■ WHAT TO WORK ON ■
Starting with the line that holds "Task: point to each instance of the husk", reproduce each line through the last one of the data, exactly as written. Pictures are not copied.

○ ○ ○ ○ ○

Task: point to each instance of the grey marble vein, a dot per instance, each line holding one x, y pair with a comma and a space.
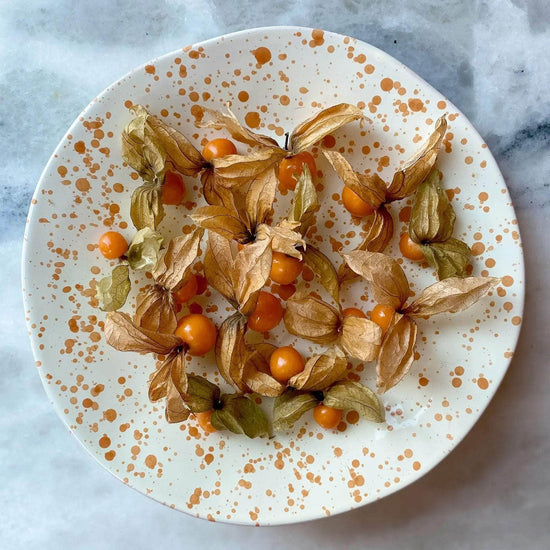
490, 58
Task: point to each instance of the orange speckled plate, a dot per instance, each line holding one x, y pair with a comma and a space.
274, 78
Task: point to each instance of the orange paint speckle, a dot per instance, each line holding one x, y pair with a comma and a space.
150, 461
262, 55
252, 119
386, 84
415, 104
483, 383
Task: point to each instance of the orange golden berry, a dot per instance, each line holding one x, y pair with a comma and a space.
218, 148
285, 269
198, 332
410, 249
205, 421
382, 316
355, 205
353, 312
112, 245
327, 417
284, 363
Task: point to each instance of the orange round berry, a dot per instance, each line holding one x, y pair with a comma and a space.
173, 188
198, 332
285, 269
353, 312
267, 314
354, 204
382, 316
218, 148
284, 363
205, 421
410, 249
291, 168
187, 291
327, 417
112, 245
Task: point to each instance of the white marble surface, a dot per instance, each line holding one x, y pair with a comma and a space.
490, 58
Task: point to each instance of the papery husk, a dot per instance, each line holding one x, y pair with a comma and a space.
256, 373
155, 310
315, 128
449, 258
406, 180
201, 395
289, 407
360, 338
286, 240
113, 290
305, 203
172, 269
158, 385
218, 265
379, 234
175, 410
231, 351
144, 250
322, 267
235, 170
432, 215
241, 415
397, 352
210, 118
146, 208
183, 154
321, 371
141, 148
250, 271
349, 395
214, 193
450, 296
223, 221
260, 196
124, 335
370, 187
312, 319
389, 284
170, 381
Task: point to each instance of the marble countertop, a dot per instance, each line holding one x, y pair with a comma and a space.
488, 57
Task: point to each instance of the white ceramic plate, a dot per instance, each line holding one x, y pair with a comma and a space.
274, 78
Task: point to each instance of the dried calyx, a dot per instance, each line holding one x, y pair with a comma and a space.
391, 288
431, 226
377, 193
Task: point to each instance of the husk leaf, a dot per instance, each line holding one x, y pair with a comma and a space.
312, 319
241, 415
406, 180
321, 371
315, 128
389, 283
113, 290
451, 295
124, 335
397, 352
361, 338
289, 407
349, 395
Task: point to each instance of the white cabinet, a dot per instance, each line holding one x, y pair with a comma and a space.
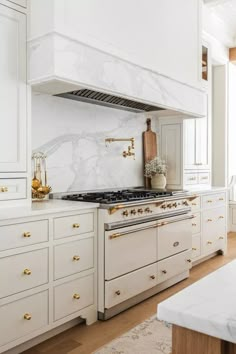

○ ○ ○ ○ ○

■ ANSWER TO THE EXERCISE ■
Task: point to each instance of the husk leaf, a dot per instance, each line holding one x, y pair with a comma and a space.
312, 319
241, 415
406, 180
321, 371
315, 128
389, 283
113, 290
451, 295
124, 335
397, 352
361, 338
289, 407
349, 395
Task: point to each instance of the white cabinet, a dot per instance, each line holding one x, y pair with a comma and a space.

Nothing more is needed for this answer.